Work task: Reproduce all of the data, making sure that no line differs from the original.

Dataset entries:

+ + +

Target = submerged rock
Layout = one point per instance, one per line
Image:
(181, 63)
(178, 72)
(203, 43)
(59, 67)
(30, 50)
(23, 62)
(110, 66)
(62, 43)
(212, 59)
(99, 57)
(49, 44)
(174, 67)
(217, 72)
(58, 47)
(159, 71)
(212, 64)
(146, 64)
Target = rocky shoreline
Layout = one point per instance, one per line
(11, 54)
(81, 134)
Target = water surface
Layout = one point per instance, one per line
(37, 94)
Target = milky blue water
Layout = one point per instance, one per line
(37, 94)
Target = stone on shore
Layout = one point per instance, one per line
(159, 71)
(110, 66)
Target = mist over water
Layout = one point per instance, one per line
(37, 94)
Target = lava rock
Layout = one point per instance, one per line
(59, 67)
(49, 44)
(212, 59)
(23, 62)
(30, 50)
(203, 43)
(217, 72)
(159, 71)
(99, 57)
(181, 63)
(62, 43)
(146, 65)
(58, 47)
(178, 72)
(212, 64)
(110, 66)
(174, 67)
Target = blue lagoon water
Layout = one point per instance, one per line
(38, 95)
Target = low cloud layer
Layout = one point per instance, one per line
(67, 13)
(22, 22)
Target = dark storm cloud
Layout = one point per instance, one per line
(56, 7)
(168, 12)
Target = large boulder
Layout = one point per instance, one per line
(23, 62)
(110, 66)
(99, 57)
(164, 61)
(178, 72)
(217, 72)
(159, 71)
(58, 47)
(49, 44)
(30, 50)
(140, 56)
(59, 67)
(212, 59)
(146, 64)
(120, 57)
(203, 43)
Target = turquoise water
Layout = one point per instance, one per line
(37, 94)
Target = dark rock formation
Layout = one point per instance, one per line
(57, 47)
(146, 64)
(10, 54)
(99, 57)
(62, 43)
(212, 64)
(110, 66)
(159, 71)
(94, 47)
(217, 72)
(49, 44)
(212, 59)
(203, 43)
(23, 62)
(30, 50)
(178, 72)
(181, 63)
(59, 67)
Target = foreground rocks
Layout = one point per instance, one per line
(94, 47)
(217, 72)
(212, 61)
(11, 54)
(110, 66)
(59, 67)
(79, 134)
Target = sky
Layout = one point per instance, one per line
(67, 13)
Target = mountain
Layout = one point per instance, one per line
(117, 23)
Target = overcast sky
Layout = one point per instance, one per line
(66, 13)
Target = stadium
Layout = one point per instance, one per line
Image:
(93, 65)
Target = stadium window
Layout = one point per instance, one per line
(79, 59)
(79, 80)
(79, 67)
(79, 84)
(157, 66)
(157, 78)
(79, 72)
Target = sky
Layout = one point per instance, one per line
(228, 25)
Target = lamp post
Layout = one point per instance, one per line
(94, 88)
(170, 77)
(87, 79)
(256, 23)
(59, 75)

+ + +

Solution to this problem:
Target = submerged rock
Layout = one point per instance, one per line
Image:
(181, 63)
(178, 72)
(203, 43)
(59, 67)
(30, 50)
(23, 62)
(110, 66)
(62, 43)
(212, 59)
(99, 57)
(49, 44)
(174, 67)
(217, 72)
(58, 47)
(159, 71)
(212, 64)
(146, 64)
Target = rocky shoreline
Layout = one point per instance, one per line
(11, 54)
(81, 134)
Target = water surface
Layout = one point per instance, one per line
(37, 94)
Target = milky blue water
Layout = one point per instance, one per line
(37, 94)
Target = stone on shore
Layout = one point per instance, one per line
(159, 71)
(110, 66)
Target = mist over water
Layout = one point per instance, one per line
(37, 94)
Target = lava rock
Layout = one point per instance, one per line
(59, 67)
(49, 44)
(212, 59)
(23, 62)
(30, 50)
(203, 43)
(217, 72)
(159, 71)
(99, 57)
(181, 63)
(62, 43)
(146, 65)
(58, 47)
(178, 72)
(212, 64)
(110, 66)
(174, 67)
Target = blue lagoon water
Layout = one point per instance, one per line
(38, 95)
Target = low cloud layer
Layout = one point per instance, one per line
(67, 13)
(22, 22)
Target = dark storm cloud
Layout = one point per instance, one per line
(56, 7)
(168, 12)
Target = large boulder
Layout = one point per instance, one per line
(23, 62)
(110, 66)
(99, 57)
(164, 61)
(178, 72)
(217, 72)
(159, 71)
(58, 47)
(49, 44)
(30, 50)
(140, 56)
(59, 67)
(212, 59)
(146, 64)
(120, 57)
(203, 43)
Target = turquoise water
Layout = one point per instance, one per line
(37, 94)
Target = dark rock formation
Layout = one point per instance, one per line
(57, 47)
(146, 64)
(10, 54)
(99, 57)
(62, 43)
(212, 64)
(110, 66)
(159, 71)
(94, 47)
(217, 72)
(49, 44)
(212, 59)
(203, 43)
(23, 62)
(30, 50)
(178, 72)
(181, 63)
(59, 67)
Target = foreground rocks
Layout = one point per instance, one per line
(94, 47)
(217, 72)
(212, 61)
(11, 54)
(110, 66)
(59, 67)
(79, 134)
Target = sky
Layout = one point per instance, one per line
(67, 13)
Target = mountain
Layout = one point per instance, one per line
(117, 23)
Target = overcast sky
Layout = one point per instance, one per line
(66, 13)
Target = stadium
Layout = one point per instance, one per line
Image:
(93, 65)
Target = stadium window
Layout = one point per instance, one per line
(79, 59)
(79, 80)
(79, 67)
(79, 84)
(157, 66)
(157, 78)
(79, 72)
Target = sky
Layout = one point per instance, one per line
(228, 25)
Target = lamp post
Layout = one point per instance, one per line
(94, 88)
(170, 77)
(87, 79)
(256, 23)
(59, 75)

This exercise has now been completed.